Extract
2. Re:Ho Hum by flex941 · 2004-05-19 03:14 · Score: 2, Interesting
  
  Is it possible for Intel/AMD to make those chips so I can turn off the x86 emulation crap and use internal RISC directly ... so everyone could slowly migrate away from x86 and CISC?
AMD's Cool 'n Quiet by niko9 · 2004-05-19 00:20 · Score: 4, Interesting

...the Opteron 150 looks like the fastest x86 CPU on the planet.

I know I might be nitpicking here, but I really wish the Opteron series of chips incorporated AMD's Cool 'n Quite technology.
From what I read on their website, with a supporting motherboard and driver (2.6.5 has a native driver) the Athlon 64 can scale down to 800Mhz, cool enough for the system to shut the HSF and case fans completely offoff.

One demo I saw online had a Athlon 64 SFF computer playing a DVD while the AMD cool 'n quite app was shoing the the CPU at 80hz and the system was totally silent.

Coudn't server rooms benfit from the reduced electricuty bill also?
Re:The Conclusion... by Jeff+DeMaagd · 2004-05-19 00:24 · Score: 4, Interesting

The reason is that a three-drop bus used for Xeon DP (533MHz bus), five-drop for Xeon MP (400MHz bus), can't operate as fast signalling-wise as a point-to-point bus used for Pentium 4 and all Athlon systems, 1 and 2 processor. Terminmation was just too difficult, I think. Before Hypertransport, the wiring for multiprocessing with only a point-to-point bus was rediculously expensive, particularly on the chip that connects the CPUs to the rest of the system.

The request
Please copy out the stretch of the forum thread from "I know I might" through "was totally silent.", substituting "Athlon XP" for each "Athlon 64".

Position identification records
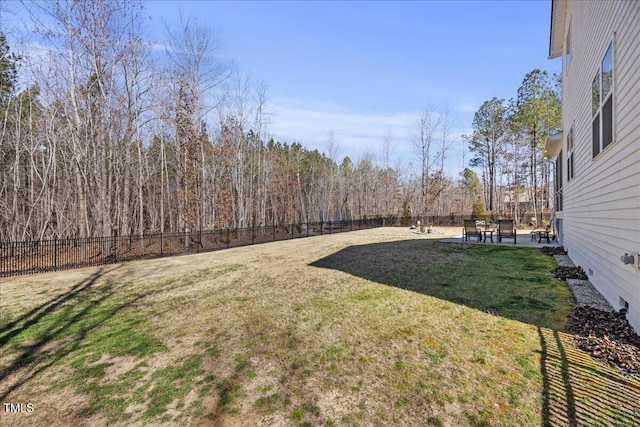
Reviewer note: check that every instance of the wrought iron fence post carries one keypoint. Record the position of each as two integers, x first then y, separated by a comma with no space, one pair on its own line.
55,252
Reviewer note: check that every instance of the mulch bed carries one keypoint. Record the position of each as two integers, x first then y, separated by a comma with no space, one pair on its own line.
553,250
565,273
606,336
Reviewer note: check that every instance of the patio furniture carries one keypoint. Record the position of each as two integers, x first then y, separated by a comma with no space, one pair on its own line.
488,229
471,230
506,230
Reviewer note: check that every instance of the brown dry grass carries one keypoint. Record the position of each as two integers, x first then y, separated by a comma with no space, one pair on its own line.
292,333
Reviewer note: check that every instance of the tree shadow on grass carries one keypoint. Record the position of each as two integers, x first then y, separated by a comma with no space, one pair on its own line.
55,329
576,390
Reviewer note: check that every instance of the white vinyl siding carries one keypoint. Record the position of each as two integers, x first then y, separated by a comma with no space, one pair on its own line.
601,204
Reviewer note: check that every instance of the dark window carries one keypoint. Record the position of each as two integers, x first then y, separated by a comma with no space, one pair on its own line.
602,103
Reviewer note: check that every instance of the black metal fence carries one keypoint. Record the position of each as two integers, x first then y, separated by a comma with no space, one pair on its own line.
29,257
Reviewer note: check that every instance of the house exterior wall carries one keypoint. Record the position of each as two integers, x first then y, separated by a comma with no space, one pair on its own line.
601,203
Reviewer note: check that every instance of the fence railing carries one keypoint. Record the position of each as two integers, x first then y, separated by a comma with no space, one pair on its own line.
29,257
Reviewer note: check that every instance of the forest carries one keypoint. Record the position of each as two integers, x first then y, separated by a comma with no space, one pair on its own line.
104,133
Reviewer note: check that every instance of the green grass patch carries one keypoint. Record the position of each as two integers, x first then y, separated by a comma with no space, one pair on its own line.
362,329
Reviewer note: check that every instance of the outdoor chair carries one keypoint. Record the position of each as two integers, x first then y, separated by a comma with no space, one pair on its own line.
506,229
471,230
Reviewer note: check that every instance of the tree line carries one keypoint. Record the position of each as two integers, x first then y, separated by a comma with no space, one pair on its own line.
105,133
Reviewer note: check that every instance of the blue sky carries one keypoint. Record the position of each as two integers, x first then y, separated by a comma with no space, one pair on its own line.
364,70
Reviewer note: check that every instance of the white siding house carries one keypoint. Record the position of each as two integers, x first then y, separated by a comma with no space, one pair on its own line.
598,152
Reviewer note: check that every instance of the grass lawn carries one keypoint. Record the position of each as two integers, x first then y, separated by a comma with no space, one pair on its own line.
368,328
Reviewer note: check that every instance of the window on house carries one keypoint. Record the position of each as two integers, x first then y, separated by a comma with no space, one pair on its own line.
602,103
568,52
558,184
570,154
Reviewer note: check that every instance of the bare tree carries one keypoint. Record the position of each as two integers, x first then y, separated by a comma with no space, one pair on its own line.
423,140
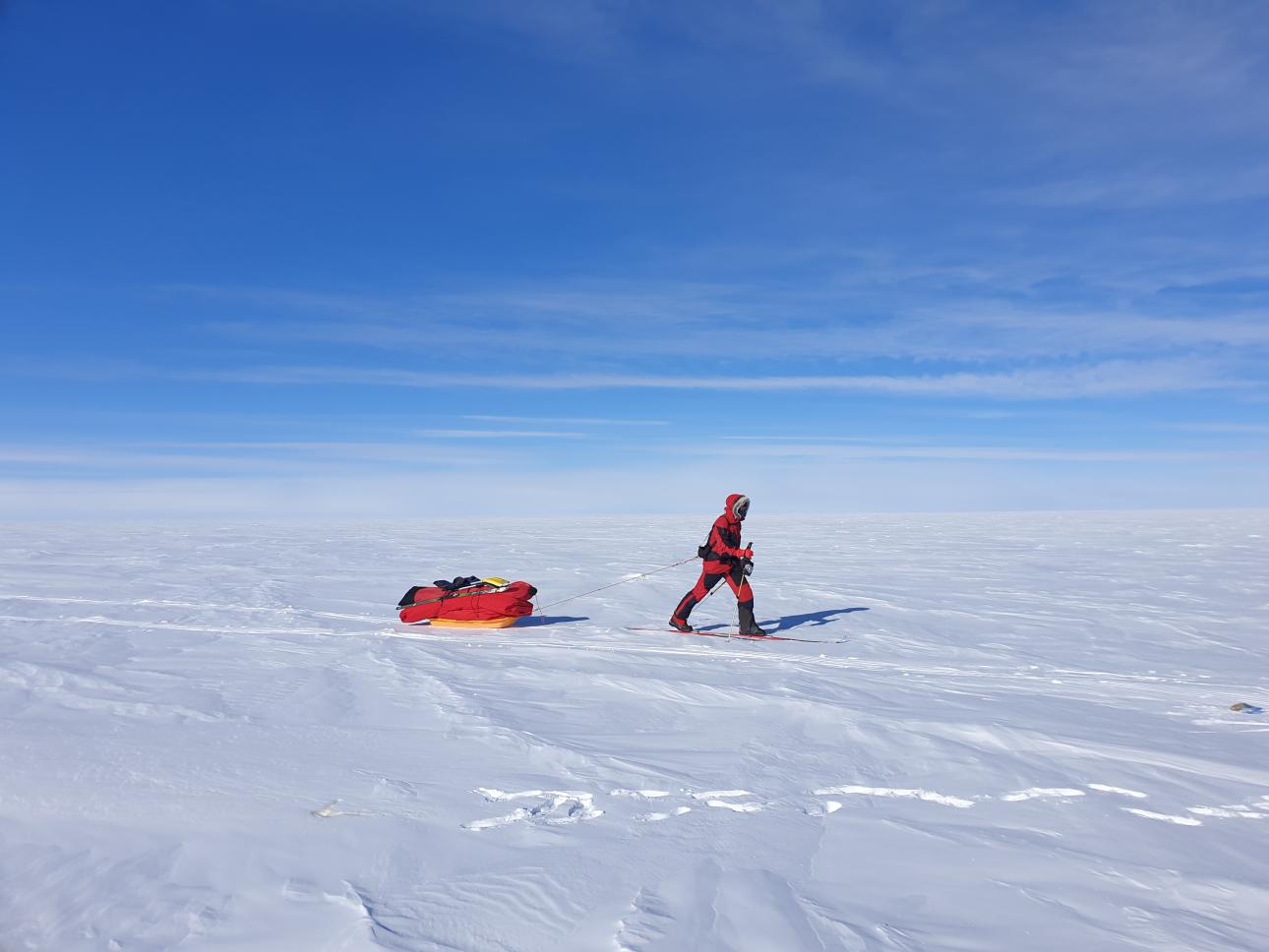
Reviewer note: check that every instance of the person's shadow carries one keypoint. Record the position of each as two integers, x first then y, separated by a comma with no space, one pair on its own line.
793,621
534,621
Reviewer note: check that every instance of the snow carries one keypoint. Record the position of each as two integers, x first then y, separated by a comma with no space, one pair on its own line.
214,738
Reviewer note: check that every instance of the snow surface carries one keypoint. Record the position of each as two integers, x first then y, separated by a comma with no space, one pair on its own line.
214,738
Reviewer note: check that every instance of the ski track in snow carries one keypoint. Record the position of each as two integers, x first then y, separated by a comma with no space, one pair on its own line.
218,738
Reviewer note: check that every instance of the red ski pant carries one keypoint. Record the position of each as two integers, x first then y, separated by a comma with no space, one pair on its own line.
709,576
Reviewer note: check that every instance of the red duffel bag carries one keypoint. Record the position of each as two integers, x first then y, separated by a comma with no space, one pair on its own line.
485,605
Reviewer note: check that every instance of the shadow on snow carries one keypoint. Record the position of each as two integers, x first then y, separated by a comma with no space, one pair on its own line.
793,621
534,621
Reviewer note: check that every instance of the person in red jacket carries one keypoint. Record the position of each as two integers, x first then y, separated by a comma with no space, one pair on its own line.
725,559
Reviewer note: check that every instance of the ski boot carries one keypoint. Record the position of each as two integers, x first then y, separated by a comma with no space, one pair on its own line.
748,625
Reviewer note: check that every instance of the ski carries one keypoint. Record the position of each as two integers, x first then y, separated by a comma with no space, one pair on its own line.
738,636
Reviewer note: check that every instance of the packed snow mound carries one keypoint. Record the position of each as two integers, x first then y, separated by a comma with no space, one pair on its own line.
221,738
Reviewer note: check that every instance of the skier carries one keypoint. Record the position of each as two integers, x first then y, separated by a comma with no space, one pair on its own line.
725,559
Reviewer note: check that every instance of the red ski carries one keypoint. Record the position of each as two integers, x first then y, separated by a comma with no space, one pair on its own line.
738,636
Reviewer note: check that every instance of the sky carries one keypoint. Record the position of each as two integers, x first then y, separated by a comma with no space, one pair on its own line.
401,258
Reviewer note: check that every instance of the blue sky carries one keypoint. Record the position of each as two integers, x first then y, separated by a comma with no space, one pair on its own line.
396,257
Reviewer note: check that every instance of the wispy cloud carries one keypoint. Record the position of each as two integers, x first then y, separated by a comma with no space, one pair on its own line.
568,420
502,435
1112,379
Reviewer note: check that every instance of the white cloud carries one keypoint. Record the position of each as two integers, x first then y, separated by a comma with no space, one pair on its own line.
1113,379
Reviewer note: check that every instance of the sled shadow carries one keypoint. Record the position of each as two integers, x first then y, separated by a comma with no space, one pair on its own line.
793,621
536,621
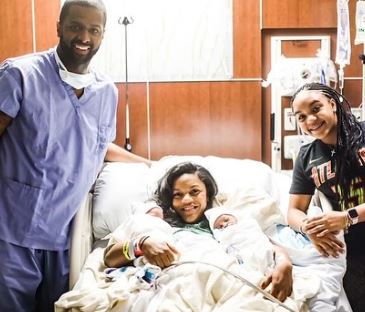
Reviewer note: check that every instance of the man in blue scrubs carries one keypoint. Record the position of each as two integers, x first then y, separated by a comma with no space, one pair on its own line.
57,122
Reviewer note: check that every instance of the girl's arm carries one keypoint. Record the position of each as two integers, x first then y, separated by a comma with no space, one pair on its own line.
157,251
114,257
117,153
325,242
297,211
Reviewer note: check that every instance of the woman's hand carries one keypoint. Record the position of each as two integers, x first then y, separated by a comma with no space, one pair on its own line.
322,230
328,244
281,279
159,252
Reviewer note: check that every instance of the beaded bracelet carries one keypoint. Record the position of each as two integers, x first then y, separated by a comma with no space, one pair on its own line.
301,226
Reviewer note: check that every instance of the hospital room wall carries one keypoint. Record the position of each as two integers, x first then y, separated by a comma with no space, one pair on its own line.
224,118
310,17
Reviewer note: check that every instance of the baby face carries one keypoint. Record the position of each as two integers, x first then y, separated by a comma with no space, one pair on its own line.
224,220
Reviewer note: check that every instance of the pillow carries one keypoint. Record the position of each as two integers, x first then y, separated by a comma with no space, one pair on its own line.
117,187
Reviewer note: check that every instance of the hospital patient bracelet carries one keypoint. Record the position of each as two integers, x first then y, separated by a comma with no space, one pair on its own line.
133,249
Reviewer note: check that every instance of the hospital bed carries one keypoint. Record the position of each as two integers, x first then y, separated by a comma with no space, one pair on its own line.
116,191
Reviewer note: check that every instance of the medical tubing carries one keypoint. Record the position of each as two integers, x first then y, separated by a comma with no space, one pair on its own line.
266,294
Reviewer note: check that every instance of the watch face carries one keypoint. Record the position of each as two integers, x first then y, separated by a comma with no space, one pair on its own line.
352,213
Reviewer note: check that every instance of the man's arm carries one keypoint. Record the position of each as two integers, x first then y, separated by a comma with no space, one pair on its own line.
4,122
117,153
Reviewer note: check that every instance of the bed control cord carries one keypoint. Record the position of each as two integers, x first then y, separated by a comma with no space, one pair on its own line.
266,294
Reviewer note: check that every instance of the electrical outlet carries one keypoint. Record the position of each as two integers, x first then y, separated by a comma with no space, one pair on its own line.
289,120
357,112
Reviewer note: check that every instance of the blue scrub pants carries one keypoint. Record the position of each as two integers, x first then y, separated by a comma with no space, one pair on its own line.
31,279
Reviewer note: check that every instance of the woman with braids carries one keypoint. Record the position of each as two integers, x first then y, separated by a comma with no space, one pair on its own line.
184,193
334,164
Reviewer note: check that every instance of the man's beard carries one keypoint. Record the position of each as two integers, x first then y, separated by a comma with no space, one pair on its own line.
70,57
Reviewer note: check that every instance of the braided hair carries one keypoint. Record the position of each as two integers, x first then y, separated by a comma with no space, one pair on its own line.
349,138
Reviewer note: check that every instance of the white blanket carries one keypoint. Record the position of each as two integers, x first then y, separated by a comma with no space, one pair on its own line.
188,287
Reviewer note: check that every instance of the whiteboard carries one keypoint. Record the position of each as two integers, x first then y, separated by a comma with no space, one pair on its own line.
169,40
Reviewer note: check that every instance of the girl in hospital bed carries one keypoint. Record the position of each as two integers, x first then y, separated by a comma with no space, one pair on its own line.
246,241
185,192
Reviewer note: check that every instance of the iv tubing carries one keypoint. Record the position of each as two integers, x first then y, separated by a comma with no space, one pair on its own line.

Written response
I know I might be nitpicking here, but I really wish the Opteron series of chips incorporated AMD's Cool 'n Quite technology.
From what I read on their website, with a supporting motherboard and driver (2.6.5 has a native driver) the Athlon XP can scale down to 800Mhz, cool enough for the system to shut the HSF and case fans completely offoff.

One demo I saw online had a Athlon XP SFF computer playing a DVD while the AMD cool 'n quite app was shoing the the CPU at 80hz and the system was totally silent.